ЗАДАЧА A — Найдите в записях все строки со словом «grey» и выпишите их. Регистр букв учитывается.

ТЕКСТ —
-------------------------

Лена Коренева не могла предвидеть, что в нашем фильме ей придется танцевать. Да я и сам этого не знал. Но, увидев, как она пластична, я понял, что танец не составит для нее проблемы.

У меня на фильме работала очень способная девушка-балетмейстер Светлана Люшина, студентка театрального училища, очаровательное существо с удивительным чувством пластики и полным отсутствием профессиональных штампов — им неоткуда было взяться, она только училась. Я ее пригласил, еще совершенно не зная, какая от нее понадобится помощь. “Что-нибудь придумаем, — сказал — работа тебе найдется”. И когда возникла мысль поставить танец на барже, Люшина тут же показала, послушав музыку, какие здесь должны быть движения. Причем она сразу очень точно почувствовала, что здесь должен быть не мюзикл, не серьезное выражение счастья в танце, а игра, ироническое передразнивание мюзикла, чуть-чуть гримасничанье.

-------------------------

ЗАПИСИ —
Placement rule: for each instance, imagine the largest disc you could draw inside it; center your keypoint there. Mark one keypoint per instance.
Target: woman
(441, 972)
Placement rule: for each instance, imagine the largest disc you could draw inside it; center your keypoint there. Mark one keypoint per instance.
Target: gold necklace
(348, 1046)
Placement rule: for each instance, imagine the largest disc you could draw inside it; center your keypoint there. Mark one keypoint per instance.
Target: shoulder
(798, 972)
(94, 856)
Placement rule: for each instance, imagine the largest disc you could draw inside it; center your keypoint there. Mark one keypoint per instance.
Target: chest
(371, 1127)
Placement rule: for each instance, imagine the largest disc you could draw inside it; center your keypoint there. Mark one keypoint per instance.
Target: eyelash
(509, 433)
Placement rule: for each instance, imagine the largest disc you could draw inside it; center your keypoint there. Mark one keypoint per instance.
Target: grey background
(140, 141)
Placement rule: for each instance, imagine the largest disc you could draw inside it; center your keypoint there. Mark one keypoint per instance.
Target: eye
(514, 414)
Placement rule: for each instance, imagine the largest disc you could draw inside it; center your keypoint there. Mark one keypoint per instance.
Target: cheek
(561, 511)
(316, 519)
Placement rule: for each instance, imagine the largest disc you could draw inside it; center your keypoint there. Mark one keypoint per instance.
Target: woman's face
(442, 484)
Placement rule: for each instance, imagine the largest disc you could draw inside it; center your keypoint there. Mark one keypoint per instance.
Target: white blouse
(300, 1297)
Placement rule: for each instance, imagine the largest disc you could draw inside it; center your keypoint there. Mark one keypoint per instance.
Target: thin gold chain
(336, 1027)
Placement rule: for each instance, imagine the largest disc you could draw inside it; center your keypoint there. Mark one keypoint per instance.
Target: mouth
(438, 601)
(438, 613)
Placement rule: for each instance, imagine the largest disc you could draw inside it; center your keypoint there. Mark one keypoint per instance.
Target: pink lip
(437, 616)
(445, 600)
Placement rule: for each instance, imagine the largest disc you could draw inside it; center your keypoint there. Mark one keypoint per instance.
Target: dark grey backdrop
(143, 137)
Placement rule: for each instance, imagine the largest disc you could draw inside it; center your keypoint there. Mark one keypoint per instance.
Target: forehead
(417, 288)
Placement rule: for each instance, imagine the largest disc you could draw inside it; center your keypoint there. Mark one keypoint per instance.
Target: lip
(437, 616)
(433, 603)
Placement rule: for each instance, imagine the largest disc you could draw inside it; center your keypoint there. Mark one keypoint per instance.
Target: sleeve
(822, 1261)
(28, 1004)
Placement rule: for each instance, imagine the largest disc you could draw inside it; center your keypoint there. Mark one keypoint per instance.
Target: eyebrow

-------------------------

ЗАДАЧА B — Где, согласно тексту, возникла мысль поставить танец?

ОТВЕТ A —
Target: grey background
Target: dark grey backdrop

ОТВЕТ B — На барже.